▸ **EXERCISE AIM**
From the line with "segment: club crest on jersey" through the final line, transcribe the material below character for character; include no other lines.

▸ **DATA FOR THE TASK**

• • •

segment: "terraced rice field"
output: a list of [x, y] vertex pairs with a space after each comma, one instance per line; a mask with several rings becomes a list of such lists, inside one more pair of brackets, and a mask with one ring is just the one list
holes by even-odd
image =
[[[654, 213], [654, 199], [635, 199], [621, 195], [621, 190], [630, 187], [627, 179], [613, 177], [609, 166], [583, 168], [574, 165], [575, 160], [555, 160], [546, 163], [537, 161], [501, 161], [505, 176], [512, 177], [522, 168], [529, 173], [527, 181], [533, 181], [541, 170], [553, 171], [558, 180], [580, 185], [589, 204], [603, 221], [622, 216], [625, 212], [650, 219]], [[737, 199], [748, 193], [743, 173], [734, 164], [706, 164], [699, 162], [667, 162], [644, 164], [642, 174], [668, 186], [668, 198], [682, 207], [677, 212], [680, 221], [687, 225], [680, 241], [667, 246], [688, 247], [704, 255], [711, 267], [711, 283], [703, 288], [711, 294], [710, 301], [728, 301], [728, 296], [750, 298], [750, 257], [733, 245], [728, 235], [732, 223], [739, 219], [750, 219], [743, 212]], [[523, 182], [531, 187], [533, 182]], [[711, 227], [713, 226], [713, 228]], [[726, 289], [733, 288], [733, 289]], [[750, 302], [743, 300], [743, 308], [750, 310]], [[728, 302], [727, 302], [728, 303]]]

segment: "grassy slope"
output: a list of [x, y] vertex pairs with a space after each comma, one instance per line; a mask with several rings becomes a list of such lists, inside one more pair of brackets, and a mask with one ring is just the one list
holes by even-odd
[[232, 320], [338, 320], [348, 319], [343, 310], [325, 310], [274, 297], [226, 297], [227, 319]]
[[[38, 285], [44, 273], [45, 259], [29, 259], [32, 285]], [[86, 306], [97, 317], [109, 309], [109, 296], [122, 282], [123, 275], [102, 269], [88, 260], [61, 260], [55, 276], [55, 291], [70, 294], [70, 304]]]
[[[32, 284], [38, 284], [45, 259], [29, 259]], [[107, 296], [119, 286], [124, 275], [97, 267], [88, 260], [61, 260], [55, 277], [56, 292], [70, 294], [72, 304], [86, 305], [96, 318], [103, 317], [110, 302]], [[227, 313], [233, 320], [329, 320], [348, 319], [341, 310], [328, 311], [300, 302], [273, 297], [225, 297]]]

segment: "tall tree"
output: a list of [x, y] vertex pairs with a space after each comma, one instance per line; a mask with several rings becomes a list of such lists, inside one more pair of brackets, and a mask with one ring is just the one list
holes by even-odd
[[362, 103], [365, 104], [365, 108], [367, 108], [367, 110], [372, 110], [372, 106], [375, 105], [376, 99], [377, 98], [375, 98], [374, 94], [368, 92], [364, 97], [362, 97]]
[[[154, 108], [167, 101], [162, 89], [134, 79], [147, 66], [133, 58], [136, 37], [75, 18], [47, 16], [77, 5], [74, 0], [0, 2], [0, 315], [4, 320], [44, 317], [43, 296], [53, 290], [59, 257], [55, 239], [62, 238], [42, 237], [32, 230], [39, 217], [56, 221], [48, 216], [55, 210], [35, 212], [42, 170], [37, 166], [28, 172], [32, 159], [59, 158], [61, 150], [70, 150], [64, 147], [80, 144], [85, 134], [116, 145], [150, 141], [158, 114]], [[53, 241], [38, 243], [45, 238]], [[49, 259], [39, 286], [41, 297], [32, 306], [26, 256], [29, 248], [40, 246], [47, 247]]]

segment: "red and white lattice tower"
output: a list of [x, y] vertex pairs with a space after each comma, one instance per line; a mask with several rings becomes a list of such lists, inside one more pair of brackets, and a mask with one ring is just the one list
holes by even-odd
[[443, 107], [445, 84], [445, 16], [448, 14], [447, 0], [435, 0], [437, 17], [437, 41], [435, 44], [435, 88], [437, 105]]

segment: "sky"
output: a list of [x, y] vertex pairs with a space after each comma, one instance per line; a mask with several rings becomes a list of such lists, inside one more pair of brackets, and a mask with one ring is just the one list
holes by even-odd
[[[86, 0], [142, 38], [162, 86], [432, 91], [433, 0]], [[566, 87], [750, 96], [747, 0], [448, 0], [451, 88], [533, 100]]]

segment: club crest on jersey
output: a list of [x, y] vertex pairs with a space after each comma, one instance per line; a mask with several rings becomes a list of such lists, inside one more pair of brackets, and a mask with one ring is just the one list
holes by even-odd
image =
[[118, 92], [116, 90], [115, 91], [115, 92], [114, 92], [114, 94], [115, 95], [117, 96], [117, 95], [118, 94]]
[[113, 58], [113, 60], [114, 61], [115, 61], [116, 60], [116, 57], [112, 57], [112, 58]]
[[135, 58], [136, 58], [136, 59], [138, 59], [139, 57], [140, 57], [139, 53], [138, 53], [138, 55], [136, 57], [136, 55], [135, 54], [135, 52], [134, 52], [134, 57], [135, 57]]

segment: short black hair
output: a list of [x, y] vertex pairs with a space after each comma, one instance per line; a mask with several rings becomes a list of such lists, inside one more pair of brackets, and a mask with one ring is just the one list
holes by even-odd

• • •

▸ **PROBLEM SOLUTION**
segment: club crest on jersey
output: a list of [x, y] vertex pairs with a space after each comma, one instance per line; a mask with several rings becomes a list of such lists, inside one more pair of brackets, and a mask with one ring is just the one list
holes by even-odd
image =
[[118, 92], [116, 90], [115, 91], [115, 92], [114, 92], [114, 94], [115, 95], [117, 96], [117, 95], [118, 94]]
[[113, 58], [113, 60], [114, 61], [115, 61], [116, 60], [116, 57], [112, 57], [112, 58]]
[[135, 58], [136, 58], [136, 59], [138, 59], [139, 57], [140, 57], [139, 53], [138, 53], [138, 55], [136, 57], [136, 55], [135, 54], [135, 52], [134, 52], [134, 57], [135, 57]]

segment: short black hair
output: a list of [x, y] vertex pairs with a space after each comma, one instance per line; a mask with several rings becomes a list of such lists, inside one more pair of brackets, and a mask with one ring is just the one list
holes by even-odd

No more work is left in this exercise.